■ **Your goal**:
Transcribe, word for word, the line containing "Task | locate the overall" and each line following it through the end of the listing below. Omit all other lines.

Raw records
******************************

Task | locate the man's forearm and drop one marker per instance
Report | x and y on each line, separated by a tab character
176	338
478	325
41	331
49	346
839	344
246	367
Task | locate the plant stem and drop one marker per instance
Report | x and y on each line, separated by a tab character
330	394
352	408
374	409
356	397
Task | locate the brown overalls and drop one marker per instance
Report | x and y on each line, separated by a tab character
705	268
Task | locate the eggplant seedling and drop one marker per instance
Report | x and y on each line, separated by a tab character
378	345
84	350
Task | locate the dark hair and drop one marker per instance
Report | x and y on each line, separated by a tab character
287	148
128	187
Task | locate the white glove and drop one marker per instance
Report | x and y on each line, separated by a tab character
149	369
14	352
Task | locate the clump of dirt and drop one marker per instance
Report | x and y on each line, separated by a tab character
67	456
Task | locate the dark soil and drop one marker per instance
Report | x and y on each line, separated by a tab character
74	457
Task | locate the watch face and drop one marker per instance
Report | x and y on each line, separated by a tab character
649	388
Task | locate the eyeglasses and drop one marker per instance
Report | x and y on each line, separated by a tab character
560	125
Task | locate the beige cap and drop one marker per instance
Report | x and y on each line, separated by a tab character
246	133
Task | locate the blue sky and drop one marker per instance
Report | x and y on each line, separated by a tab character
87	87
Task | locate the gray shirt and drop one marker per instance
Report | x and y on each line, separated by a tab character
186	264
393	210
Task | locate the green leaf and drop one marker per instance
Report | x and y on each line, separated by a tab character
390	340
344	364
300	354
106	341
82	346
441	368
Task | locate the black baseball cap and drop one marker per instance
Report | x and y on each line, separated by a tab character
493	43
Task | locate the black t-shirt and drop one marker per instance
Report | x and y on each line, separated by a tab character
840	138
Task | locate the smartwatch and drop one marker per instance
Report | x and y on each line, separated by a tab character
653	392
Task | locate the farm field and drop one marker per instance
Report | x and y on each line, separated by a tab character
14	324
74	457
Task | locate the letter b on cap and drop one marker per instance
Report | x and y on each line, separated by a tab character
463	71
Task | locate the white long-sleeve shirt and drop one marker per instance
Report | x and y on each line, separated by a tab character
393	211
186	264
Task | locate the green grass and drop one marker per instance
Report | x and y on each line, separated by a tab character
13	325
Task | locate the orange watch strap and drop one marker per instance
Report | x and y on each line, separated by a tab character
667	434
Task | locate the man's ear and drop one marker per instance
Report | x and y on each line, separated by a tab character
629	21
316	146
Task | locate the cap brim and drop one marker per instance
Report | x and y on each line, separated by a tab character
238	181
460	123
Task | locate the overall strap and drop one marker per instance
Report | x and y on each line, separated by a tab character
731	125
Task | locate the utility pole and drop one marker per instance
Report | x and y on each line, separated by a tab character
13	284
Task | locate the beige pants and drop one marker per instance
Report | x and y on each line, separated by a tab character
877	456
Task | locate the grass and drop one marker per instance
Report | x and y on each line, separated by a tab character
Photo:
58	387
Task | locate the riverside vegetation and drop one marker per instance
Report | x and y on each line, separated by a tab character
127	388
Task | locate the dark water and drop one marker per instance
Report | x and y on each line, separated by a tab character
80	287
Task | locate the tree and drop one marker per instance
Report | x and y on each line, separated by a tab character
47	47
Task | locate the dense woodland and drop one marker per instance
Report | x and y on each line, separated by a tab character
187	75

******************************

■ **Response to this task**:
Task | locate the overall strap and drop one marker per instance
Report | x and y on each line, separated by a tab character
731	125
Task | locate the utility pole and drop one marker per instance
Report | x and y on each line, separated by a tab character
13	284
Task | locate the beige pants and drop one marker per instance
Report | x and y on each line, separated by a tab character
877	456
Task | locate the grass and drop one marker per instance
Report | x and y on each line, separated by a tab character
Photo:
58	387
Task | locate the riverside vegetation and drop one marker per instance
Report | x and y on each line, separated by a tab character
127	388
Task | locate the dark water and drop one marker per instance
Report | x and y on each line, separated by a tab character
80	287
Task | locate the tree and drop one marker per instance
Report | x and y on each line, separated by a tab character
47	47
Task | locate the dense woodland and drop one marker per instance
Report | x and y on each line, separated by a tab character
187	75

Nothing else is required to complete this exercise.